### Document section ###

Who Controls the User Experience? AMD’s Carrizo Thoroughly Tested
by Ian Cutress on February 4, 2016 8:00 AM ESTBenchmark Results: Professional and OpenCL
Here are our results from our Professional and OpenCL tests. A reminder of our systems, including their graphics:
System Overview | ||||
µArch | APU + GPU | Memory | Channel | |
HP Elitebook 745 G2 | Kaveri | A10 PRO-7350B (19W) R6, 384 SPs, 533 MHz |
8 GB | Dual |
HP Elitebook 745 G3 | Carrizo | PRO A12-8800B (15W) R7, 512 SPs, 800 MHz |
4 GB | Single |
Toshiba Satellite E45DW-C4210 |
Carrizo | FX-8800P (15W) R7, 512 SPs, 800 MHz |
8 GB | Single |
HP Pavilion 17z-g100 |
Carrizo | A10-8700P (15W) R6, 384 SPs, 800 MHz |
8 GB | Single |
Lenovo Y700 | Carrizo | FX-8800P (15W) R7, 512 SPs, 800 MHz R9 385MX, 512 SPs, 900-100 MHz |
16 GB | Single |
PCMark 08
PCMark08, developed by Futuremark, is a simple press play and run benchmarking tool designed to probe how well systems cope with a variety of standard tasks that a professional user might encounter. This includes video conferencing with multiple streams, image/file manipulation, video processing, 3D modelling and other tools. In this case we take the three main benchmark sets, Creative, Home and Work, and run them in OpenCL mode which aims to take advantage of OpenCL accelerated hardware. For fun we also put in the PCMark08 Storage workset.
Both of the Home and Work tests show something starteling in the Kaveri system beating all the 15W Carrizo parts. This comes back to what we saw on WebXPRT on the last page – these workloads are very bursty in nature, requiring the system to wake up, run a small amount of work, and go back to sleep. It would seem that this requires a lot more effort from the Carrizo platforms than the Kaveri ones (perhaps by nature of the lower idle power draw starting point on Carrizo) which impacts time critical performance metrics.
If we take the CPU frequencies of the two Elitebook systems, starting with the 745 G2 (Kaveri)
Here the standard frequency tends to be in the 3300 MHz region, moving down to lower frequencies when more threads are needed. But for the 745 G3 (Carrizo):
Here the CPU frequency is obviously mostly at the 2500 MHz mark, sometimes bursting up to 3400 MHz (It’s actually more of a 2:1 split in favor of 2500 MHz).
You might argue that the temperature of the design might be to blame. Both Elitebooks are in the same chassis, so let us see:
(take note of the scales)

### Stored data ###

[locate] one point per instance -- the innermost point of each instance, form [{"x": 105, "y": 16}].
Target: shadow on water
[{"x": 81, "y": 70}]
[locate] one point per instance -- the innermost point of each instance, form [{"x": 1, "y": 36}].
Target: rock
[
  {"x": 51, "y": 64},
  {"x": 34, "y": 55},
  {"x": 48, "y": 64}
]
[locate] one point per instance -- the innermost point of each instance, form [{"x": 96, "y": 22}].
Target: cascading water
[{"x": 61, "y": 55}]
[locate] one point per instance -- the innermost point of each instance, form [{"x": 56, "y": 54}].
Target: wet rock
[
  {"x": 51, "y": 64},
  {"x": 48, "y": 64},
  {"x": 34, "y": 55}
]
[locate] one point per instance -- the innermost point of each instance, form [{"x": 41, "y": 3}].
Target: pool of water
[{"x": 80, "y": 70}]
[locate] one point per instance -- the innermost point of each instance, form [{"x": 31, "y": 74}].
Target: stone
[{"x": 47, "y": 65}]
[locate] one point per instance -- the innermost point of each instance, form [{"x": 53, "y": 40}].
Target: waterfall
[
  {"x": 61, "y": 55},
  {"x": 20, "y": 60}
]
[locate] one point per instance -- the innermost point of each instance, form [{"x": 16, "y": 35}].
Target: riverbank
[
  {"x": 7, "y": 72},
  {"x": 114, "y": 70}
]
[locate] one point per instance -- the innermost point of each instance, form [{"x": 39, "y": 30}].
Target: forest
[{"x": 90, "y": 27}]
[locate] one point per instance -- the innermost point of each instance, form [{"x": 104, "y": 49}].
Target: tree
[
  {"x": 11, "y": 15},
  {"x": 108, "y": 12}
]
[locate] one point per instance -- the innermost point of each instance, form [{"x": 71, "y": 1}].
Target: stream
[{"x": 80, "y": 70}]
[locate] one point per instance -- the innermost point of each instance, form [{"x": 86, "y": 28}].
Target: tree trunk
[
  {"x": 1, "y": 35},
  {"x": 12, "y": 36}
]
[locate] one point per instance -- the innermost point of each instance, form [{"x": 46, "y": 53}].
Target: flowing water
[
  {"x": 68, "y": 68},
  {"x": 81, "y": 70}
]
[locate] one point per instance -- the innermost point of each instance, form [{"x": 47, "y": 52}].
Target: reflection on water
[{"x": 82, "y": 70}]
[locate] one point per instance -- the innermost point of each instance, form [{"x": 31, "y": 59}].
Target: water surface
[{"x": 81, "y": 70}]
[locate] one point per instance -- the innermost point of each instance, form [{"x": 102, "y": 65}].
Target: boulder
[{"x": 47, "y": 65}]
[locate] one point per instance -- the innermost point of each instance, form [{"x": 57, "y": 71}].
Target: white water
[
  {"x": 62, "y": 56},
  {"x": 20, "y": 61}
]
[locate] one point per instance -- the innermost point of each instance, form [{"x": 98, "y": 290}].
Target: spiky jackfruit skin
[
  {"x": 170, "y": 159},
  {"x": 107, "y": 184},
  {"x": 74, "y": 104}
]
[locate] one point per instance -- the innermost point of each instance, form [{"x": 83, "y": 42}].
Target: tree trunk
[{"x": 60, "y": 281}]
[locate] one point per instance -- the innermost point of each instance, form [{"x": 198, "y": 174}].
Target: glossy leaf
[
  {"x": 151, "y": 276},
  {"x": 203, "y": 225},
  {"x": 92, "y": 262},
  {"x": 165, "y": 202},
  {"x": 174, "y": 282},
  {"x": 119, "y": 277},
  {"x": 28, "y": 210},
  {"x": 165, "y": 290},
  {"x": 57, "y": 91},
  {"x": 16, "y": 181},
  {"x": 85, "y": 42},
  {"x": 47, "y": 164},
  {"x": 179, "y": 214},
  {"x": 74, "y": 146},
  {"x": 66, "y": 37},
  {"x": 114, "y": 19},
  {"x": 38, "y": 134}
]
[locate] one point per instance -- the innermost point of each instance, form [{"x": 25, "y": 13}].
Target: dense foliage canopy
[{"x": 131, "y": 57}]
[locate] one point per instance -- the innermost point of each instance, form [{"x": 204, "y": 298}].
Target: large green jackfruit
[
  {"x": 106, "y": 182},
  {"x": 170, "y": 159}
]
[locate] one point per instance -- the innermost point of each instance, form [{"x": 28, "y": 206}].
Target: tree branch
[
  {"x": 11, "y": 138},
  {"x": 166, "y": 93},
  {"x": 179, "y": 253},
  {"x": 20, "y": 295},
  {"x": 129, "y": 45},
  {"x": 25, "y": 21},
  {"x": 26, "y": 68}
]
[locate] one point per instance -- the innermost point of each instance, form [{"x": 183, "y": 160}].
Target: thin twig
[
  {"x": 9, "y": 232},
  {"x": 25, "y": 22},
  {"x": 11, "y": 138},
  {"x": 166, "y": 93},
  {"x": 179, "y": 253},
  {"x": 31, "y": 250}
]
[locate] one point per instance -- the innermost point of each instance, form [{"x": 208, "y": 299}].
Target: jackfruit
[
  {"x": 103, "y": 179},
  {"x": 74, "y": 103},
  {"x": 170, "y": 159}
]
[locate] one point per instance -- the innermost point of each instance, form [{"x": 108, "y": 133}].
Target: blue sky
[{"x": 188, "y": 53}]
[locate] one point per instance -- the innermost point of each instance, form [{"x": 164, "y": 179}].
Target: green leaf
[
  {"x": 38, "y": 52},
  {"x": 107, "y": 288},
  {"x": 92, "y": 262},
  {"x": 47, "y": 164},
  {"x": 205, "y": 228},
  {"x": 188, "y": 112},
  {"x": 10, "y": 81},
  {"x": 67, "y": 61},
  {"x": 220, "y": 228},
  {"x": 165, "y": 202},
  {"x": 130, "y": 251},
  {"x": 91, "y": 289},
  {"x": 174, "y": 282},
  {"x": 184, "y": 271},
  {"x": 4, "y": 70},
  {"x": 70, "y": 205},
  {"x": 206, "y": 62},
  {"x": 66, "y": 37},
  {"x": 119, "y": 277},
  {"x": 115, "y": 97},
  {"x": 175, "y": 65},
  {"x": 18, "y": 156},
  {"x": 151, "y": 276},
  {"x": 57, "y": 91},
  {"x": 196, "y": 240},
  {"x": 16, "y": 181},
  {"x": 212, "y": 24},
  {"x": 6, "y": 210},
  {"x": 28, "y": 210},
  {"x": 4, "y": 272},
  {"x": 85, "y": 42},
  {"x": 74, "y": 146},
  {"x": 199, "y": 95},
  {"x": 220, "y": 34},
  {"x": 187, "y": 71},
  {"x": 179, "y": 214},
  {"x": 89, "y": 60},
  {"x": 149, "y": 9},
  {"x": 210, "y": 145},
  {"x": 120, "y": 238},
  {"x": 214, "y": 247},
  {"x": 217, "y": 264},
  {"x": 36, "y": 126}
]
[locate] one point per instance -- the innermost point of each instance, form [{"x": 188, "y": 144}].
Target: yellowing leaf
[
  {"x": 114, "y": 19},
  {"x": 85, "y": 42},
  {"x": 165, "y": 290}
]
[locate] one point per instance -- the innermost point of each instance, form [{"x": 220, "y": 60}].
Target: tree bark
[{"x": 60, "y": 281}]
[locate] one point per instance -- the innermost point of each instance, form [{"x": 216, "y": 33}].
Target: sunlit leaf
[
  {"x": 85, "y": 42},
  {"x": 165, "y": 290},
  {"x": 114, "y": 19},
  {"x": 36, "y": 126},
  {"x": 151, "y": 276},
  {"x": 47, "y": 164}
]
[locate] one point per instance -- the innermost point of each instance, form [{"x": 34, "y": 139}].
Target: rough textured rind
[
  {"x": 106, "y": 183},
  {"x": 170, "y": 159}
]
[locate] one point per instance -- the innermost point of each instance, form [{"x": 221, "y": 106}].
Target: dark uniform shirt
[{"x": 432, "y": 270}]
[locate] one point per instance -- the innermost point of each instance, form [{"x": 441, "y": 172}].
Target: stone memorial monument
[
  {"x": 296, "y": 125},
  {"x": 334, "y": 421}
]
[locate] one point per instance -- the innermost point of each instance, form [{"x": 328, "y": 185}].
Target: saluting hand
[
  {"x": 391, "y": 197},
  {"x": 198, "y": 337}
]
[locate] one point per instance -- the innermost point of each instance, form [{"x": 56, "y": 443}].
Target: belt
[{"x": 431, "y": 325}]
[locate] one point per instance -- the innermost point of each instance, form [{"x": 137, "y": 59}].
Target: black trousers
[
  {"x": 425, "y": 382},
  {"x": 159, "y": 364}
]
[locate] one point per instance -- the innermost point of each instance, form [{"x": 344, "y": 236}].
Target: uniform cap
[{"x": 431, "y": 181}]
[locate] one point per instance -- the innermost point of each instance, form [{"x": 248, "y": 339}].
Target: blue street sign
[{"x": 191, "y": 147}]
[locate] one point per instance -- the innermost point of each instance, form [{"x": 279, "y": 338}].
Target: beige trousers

###

Stated task 1:
Using the article on AMD's Carrizo testing, answer these:
(a) How much memory does the HP Elitebook 745 G3 have, and what channel configuration does it use?
(b) Which three main PCMark08 benchmark sets are run in OpenCL mode?
(c) At what CPU frequency does the 745 G3 mostly sit, and up to what frequency does it sometimes burst?
Stated task 2: Pick up the article on AMD's Carrizo testing after its last line and keep writing.

Exercise response 1:
(a) 4 GB, single channel.
(b) Creative, Home and Work.
(c) Mostly 2500 MHz, sometimes bursting up to 3400 MHz.

Exercise response 2:
Here it shows the G2 wanting to stay below 60C, whereas the G3 is happy to go almost to 80C, albeit with an average temperature which is nearer 50C. This means that the G2 can arguably keep the higher frequencies for longer.
Just to weigh in on the other 15W Carrizo designs in the Toshiba Satellite and HP Pavilion:
In both cases, similar to the G3, the main frequency for the test is actually the lower 2500/2300 frequency, with the system moving up to the higher frequency state around a third of the time, rather than staying at the higher state and moving back down. This is what is causing the Kaveri system to win out in these sorts of workloads (though likely at a power penalty).
On the storage front, having a mechanical drive is a killer here.
Agisoft Photoscan
Photoscan is professional software that takes a series of 2D images (as little as 50, usually 250+) and 'performs calculations' to determine where the pictures were taken and if it can create a 3D model and textures of what the images are of. This model can then be exported to other software for touch-ups or implementation in physics engines/games or, as the reader that directed me to it, national archiving. The tool has four phases, one of which can be OpenCL accelerated, while the other three are a mix of single thread and variable thread workloads. We ran the tool in CPU only and OpenCL modes.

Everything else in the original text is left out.